● Recorded data:

/---

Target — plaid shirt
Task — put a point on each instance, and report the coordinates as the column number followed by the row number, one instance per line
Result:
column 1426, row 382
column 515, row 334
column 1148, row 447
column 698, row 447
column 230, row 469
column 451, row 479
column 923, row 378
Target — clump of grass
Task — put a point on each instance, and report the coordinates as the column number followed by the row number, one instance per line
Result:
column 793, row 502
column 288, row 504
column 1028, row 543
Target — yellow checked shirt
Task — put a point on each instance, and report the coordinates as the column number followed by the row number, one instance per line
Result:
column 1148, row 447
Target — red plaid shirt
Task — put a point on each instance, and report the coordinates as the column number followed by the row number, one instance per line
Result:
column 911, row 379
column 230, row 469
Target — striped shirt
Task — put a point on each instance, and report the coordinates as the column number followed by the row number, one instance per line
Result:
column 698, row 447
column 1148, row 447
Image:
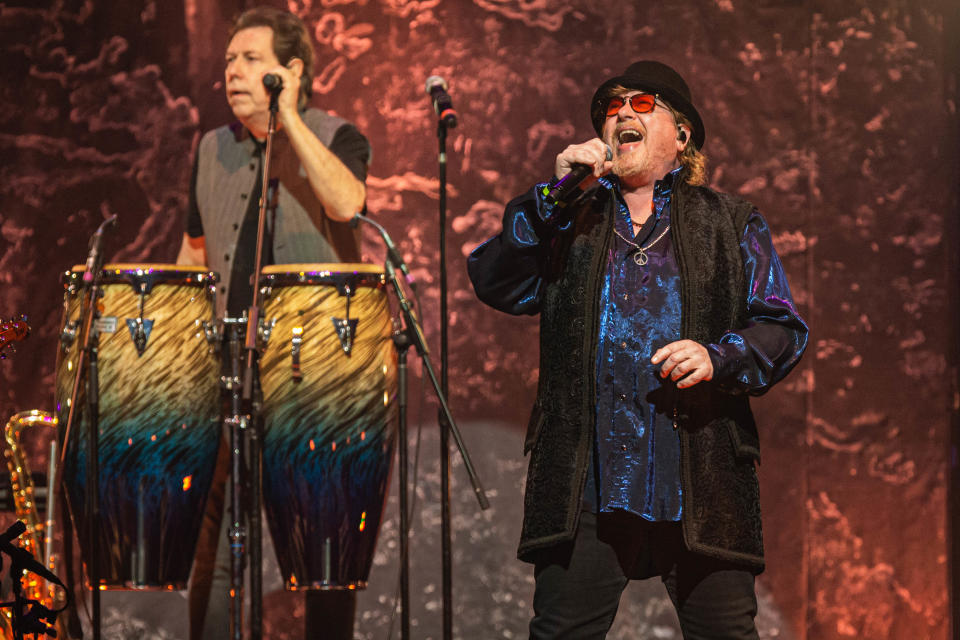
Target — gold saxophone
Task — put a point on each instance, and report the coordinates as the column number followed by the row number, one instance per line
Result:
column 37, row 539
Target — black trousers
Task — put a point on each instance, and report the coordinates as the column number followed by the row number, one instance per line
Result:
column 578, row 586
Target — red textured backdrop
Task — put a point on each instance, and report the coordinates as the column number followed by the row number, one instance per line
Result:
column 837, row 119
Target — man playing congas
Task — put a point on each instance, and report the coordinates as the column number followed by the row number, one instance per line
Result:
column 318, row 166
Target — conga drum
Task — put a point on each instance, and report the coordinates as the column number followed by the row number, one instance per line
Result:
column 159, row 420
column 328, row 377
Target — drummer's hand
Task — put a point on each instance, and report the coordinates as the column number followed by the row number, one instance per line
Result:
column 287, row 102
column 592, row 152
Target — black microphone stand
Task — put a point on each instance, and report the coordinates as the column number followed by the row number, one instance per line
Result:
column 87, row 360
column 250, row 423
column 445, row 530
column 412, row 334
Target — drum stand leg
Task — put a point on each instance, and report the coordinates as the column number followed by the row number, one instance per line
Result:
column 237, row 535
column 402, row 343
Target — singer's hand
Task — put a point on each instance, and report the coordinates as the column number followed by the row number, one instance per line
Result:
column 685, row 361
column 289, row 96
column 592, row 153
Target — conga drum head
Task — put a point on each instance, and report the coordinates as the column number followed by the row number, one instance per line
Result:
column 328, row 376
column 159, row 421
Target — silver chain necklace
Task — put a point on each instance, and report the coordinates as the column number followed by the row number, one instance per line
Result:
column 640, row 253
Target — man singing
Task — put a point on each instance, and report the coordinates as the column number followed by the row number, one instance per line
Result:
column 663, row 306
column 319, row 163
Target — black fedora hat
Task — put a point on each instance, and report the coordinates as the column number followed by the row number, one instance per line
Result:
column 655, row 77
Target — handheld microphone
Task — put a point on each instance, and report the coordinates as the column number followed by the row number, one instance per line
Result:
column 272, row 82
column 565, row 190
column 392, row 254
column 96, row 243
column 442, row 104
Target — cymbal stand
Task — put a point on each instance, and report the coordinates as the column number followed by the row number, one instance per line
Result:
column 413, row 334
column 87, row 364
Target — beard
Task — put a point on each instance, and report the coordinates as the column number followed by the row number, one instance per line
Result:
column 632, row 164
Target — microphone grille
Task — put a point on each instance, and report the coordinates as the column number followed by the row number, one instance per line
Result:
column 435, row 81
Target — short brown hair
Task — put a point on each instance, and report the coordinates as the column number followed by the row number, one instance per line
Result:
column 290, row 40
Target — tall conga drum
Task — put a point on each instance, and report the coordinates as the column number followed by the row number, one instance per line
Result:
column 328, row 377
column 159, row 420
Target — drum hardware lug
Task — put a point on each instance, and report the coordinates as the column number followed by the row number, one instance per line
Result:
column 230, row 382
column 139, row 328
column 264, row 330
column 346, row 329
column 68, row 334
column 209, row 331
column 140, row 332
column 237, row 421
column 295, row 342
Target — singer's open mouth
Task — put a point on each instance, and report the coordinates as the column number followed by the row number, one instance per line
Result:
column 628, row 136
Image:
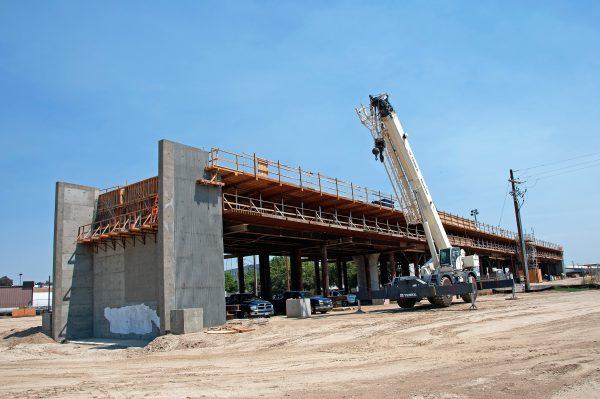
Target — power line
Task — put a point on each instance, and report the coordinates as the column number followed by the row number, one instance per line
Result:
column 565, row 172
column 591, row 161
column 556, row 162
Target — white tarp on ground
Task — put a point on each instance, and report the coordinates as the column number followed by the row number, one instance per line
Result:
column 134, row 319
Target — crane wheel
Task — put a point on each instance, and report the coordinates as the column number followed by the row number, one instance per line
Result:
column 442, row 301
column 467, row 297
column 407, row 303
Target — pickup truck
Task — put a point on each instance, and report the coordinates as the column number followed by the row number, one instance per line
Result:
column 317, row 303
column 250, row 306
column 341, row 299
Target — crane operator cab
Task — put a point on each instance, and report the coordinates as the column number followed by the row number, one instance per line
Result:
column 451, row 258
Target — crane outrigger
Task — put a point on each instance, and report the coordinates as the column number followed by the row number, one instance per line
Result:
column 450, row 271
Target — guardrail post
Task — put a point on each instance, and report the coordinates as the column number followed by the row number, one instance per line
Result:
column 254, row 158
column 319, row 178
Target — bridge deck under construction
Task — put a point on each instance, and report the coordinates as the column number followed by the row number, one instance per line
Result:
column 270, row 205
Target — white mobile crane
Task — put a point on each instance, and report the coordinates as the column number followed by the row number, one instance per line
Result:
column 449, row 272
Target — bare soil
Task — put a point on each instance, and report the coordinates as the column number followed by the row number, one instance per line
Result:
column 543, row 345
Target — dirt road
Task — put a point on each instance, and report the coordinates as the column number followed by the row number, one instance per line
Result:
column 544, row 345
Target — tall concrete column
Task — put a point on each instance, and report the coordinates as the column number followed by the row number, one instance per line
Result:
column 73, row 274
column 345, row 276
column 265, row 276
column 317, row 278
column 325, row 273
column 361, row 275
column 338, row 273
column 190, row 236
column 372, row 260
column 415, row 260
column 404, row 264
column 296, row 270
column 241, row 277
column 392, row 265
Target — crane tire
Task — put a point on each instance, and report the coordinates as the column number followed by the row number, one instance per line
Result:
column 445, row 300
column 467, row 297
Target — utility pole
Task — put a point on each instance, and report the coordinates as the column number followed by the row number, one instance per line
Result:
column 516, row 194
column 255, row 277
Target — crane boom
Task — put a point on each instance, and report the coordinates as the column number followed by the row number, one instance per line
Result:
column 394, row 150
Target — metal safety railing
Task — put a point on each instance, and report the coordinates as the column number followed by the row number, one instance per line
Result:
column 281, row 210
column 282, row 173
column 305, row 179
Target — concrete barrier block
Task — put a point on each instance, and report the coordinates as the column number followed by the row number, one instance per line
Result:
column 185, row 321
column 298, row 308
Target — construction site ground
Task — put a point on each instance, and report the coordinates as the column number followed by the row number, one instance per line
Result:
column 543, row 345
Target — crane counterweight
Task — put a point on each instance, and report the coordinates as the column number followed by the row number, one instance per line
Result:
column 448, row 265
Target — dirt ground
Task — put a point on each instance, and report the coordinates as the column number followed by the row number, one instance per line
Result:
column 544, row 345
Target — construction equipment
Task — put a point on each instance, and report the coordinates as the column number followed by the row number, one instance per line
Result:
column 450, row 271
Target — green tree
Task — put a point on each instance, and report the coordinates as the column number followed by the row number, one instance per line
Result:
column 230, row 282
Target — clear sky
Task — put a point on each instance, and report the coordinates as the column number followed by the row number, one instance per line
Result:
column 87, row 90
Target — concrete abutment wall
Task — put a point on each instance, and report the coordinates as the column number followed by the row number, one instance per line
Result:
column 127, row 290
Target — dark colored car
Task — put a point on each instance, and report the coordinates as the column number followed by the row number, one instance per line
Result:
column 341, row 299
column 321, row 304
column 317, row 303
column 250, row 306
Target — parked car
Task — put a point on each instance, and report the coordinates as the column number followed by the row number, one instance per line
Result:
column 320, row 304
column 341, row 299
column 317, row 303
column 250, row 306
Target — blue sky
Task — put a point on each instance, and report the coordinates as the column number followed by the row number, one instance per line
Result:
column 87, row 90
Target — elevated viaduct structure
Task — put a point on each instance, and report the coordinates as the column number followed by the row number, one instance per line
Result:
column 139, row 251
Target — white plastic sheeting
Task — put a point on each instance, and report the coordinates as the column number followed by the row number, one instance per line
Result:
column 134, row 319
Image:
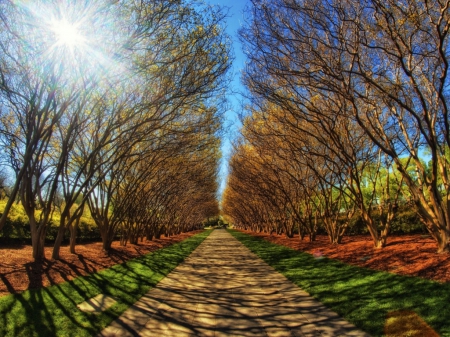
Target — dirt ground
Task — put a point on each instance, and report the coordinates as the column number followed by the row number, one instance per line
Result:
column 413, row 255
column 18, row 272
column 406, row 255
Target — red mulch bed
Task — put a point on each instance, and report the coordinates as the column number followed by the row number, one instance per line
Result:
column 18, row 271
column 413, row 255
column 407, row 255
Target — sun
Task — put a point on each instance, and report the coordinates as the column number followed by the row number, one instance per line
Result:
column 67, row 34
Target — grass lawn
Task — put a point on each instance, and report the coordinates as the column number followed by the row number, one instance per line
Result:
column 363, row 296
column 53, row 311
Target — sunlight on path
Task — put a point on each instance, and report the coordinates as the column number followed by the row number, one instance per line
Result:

\---

● Short problem: Output the span from the line with "Target — concrete abutment wall" through the last line of the data, inclusive and exact, and omit every picture.

● In response:
Target — concrete abutment wall
Task — put a point on each instance, and report the coordinates as the column number followed by the row number, one instance per line
Result:
column 127, row 290
Target — dark colored car
Task — put a point on each instance, and report the coordinates as the column number followed by the row number, one instance per line
Result:
column 341, row 299
column 321, row 304
column 317, row 303
column 250, row 306
Target — parked car
Task — put a point on each instance, and report the coordinates as the column number followed by the row number, one instance per line
Result:
column 320, row 304
column 341, row 299
column 317, row 303
column 250, row 306
Target — blue sky
Task — put a point on each instance, and report the coordinates as the column number followed by the row number, one instance per line
Result:
column 87, row 90
Target — elevated viaduct structure
Task — put a point on each instance, and report the coordinates as the column number followed by the row number, one instance per line
Result:
column 139, row 251
Target — white plastic sheeting
Task — put a point on each instance, and report the coordinates as the column number followed by the row number, one instance per line
Result:
column 134, row 319
Image:
Target — dirt ground
Task — put a point on each instance, and report the coordinates as the column number followed by the row number, one instance per line
Result:
column 413, row 255
column 18, row 272
column 406, row 255
Target — red mulch bed
Task — put a point on each instance, and report the coordinates as the column number followed by the row number, one instance per line
Result:
column 18, row 271
column 413, row 255
column 407, row 255
Target — sun
Task — put a point on each instance, and report the coordinates as the column number followed by the row number, one instance per line
Result:
column 67, row 34
Target — grass lawn
Task — put a point on each instance, and report the coordinates as the column number followed by the row number, one instance per line
Result:
column 363, row 296
column 53, row 311
Target — sunlight on path
Task — put a point on each instance, and report the coordinates as the column number followed by the row number, one instance per line
Result:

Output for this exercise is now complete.